**SET OF TASKS**
[a] Using the page text, explain in one to three sentences why Pizzolato says Cohle's visions do not make True Detective supernatural.
[b] Please return everything from "I don't read" down to "supernatural so far." in the page text, word for word.

And in folk horror, all the way from Euripides’ The Bacchae right up to The Wicker Man and Kill List, we so often watch agents of rationality and civilisation pursuing their own goals in hostile territory...only to finally discover that they are not in control of the narrative, and they are a vessel to be shaped by the powers that have led them down this winding path.


This is my show, I think. It was made for me.



 

Here’s showrunner Nic Pizzolato, reflecting on the presence of supernatural horror in True Detective, Season 1:


We have a hallucinating detective in episode 2, which is weird, and the visions themselves are almost religious in their metaphysical nature. But the important thing, I think, is that there is a realistic explanation for everything. Cohle’s visions are accounted for by his neural damage, probably guided in some part by his unconscious associations. There’s no evidence to suggest that the things we’ve seen are the result of anything supernatural.
Ritualism, some sort of worship is implied in the murder, but there’s nothing supernatural. Reality is the dread, and that’s probably where the line’s drawn. So we can touch these things and by doing so provide avenues for layers of meaning to settle and refract and resonate, but we don’t strictly-speaking break from the realist mode.

And here he is again.


I don't read internet chatter, but all I can offer is that to date there hasn't been a single thing in our show that's supernatural, so why would that suddenly manifest in the last episode? The show has a quality of mysticism, for sure, but nothing supernatural so far.
I think there's a lot of self-projection going on in certain cases; like the show has become a Rorschach test for a specific contingent of the audience in which they read their own obsessions into it. This is what it means to resonate with people, so I don't mind it. The danger is that it's myopic and unfairly reductive, like a literary theorist who only sees Marxism or Freudianism rather the totality of a work.

Uh-huh.

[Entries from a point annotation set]
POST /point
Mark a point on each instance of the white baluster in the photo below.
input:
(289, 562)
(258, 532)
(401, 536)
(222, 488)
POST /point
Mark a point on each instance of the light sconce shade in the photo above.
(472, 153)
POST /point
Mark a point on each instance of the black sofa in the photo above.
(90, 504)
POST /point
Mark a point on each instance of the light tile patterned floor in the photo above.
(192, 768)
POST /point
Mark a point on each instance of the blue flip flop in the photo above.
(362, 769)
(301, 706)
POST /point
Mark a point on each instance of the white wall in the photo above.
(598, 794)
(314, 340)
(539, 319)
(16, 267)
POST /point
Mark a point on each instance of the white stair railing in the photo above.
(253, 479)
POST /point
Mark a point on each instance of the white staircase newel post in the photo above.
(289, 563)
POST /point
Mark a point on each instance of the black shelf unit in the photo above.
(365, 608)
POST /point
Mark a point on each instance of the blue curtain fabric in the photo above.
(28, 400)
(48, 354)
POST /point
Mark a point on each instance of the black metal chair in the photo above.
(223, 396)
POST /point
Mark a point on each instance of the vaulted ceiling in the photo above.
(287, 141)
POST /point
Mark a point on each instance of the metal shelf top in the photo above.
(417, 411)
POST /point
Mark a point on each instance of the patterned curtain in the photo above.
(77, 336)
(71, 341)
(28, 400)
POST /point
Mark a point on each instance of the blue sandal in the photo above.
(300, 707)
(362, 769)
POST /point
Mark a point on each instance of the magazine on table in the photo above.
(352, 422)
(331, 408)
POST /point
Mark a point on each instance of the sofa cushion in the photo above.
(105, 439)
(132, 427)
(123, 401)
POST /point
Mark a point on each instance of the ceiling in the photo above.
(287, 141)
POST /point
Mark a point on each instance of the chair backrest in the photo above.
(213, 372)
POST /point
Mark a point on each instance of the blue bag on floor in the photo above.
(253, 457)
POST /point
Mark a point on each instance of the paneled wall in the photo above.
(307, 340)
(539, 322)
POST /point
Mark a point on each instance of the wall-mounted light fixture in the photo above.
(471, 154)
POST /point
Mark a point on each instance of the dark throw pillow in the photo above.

**ANSWER LIST**
[a] He says the visions are explained by Cohle's neural damage, probably shaped in part by his unconscious associations. So they have a realistic explanation rather than a supernatural one.

[b]
I don't read internet chatter, but all I can offer is that to date there hasn't been a single thing in our show that's supernatural, so why would that suddenly manifest in the last episode? The show has a quality of mysticism, for sure, but nothing supernatural so far.